● Teks yang Diberikan

PRA DAN RRA
PERBEDAAN
PRA DAN RRA
(Tugas
Mata Kuliah Pengembangan Masyarakat)
Oleh:
Fatkhul Rohman 1314071023
Hendri
Setiawan 1314071028
JURUSAN
TEKNIK PERTANIAN
FAKULTAS
PERTANIAN
UNIVERSITAS
LAMPUNG
2015
1.
PRA
(Participatory Rural Appraisal)
PRA adalah suatu metode
pendekatan untuk mempelajari kondisi dan kehidupan pedesaan dari, dengan, dan
oleh masyarakat desa. Atau dengan kata lain dapat disebut sebagai kelompok
metode pendekatan yang memungkinkan masyarakat desa untuk saling berbagi,
meningkatkan, dan menganalisis pengetahuan mereka tentang kondisi dan kehidupan
desa, membuat rencana dan bertindak (Chambers, 1996). Konsepsi dasar pandangan
PRA adalah pendekatan yang tekanannya pada keterlibatan masyarakat dalam
keseluruhan kegiatan. Metode PRA bertujuan menjadikan warga masyarakat sebagai
peneliti, perencana, dan pelaksana program pembangunan dan bukan sekedar obyek
pembangunan.
Prinsip-prinsip PRA menurut
Robert Chambers:
1. Prinsip
mengutamakan yang terabaikan (keberpihakan)
Fokus PRA lebih mengutamakan
masyarakat yang terabaikan agar memperoleh kesempatan untuk memiliki peran dan
mendapat manfaat dalam kegiatan program pembangunan.
2. Prinsip
pemberdayaan (penguatan) masyarakat
Dalam peningkatan kemampuan
masyarakat, kemampuan itu ditingkatkan dalam proses pengkajian keadaan,
pengambilan keputusan dan penentuan kebijakan, sampai pada pemberian penilaian
dan koreksi kepada kegiatan yang berlangsung.
3. Prinsip
masyarakat sebagai pelaku dan orang luar sebagai fasilitator
Berpusat pada penempatan masyarakat
sebagai pusat dari kegiatan pembangunan. Orang luar juga harus menyadari
peranannya sebagai fasilitator.
4. Prinsip
saling belajar dan menghargai perbedaan
Salah satu
prinsip dasarnya adalah pengakuan akan pengalaman dan pengetahuan tradisional
masyarakat.
5. Prinsip
informal
Kegiatan PRA
diselenggarakan dalam suasana yang bersifat luwes, terbuka, tidak memaksa dan
informal. Situasi ini akan menimbulkan hubungan akrab, karena orang luar akan
berproses masuk sebagai anggota masyarakat, bukan sebagai tamu asing yang oleh
masyarakat harus disambut secara resmi.
6. Prinsip
Triangulasi
Prinsip ini
lebih berhubungan dengan perolehan informasi. Adakalanya informasi yang
dikemukakan oleh individu ada kemungkinan tidak dibenarkan menurut kelompok.

● Informasi Tercatat
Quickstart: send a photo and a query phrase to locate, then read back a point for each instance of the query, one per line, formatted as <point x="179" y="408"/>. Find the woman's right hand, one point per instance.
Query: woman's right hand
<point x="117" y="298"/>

● Tindakan yang Diperlukan
**1)** Sebutkan semua prinsip PRA menurut Robert Chambers yang tercantum dalam teks tentang PRA dan RRA.
**2)** Tuliskan lanjutan teks tentang PRA dan RRA, dimulai setelah kalimat terakhirnya.
Materi yang dicatat berdiri sendiri dan terpisah dari teks tentang PRA dan RRA.

● Tugas yang Diselesaikan
**1)**
1. Mengutamakan yang terabaikan (keberpihakan)
2. Pemberdayaan (penguatan) masyarakat
3. Masyarakat sebagai pelaku dan orang luar sebagai fasilitator
4. Saling belajar dan menghargai perbedaan
5. Informal
6. Triangulasi

**2)**
Oleh sebab itu prinsip triangulasi merupakan tindakan untuk mengontrol sumber
informasi.
7. Prinsip
mengoptimalkan hasil
Prinsip
mengoptimalkan atau memperoleh hasil informasi yang tepat guna agar proses tidak terganggu
8. Prinsip
orientasi praktis
Artinya bahwa
program program yang dikembangkan dengan metode PRA ini lebih berorientasi pada
pemecahan masalah secara praktis.
9. Keberlanjutan
Program yang
dirancang oleh masyarakat untuk memecahkan persoalan mereka adalah
berkesinambungan dan memungkinkan mengantisipasi munculnya masalah dikemudian
hari.
10. Belajar
dari kesalahan.
Dalam PRA
kesalahan itu wajar dan sangat manusiawi, oleh sebab itu perencanaan Program
jangan terlalu sulit sehingga masyarakat tidak mampu memenuhinya. Dalam
menyusun kegiatan bukan juga hal yang bersifat coba coba akan tetapi telah
mempertimbangkan banyak hal termasuk tentang kesalahan.
11. Terbuka
Dalam PRA
sangat memungkinkan ketidak sempurnaan oleh sebab itu keterbukaan atas
tanggapan orang lain terhadap kegiatan PRA ini sangat positif sebab disadari
bahwa di setiap metode tidak pernah ada yang berlangsung dengan sempurna
2.
Metoda
Rapid Rural Appraisal (RRA)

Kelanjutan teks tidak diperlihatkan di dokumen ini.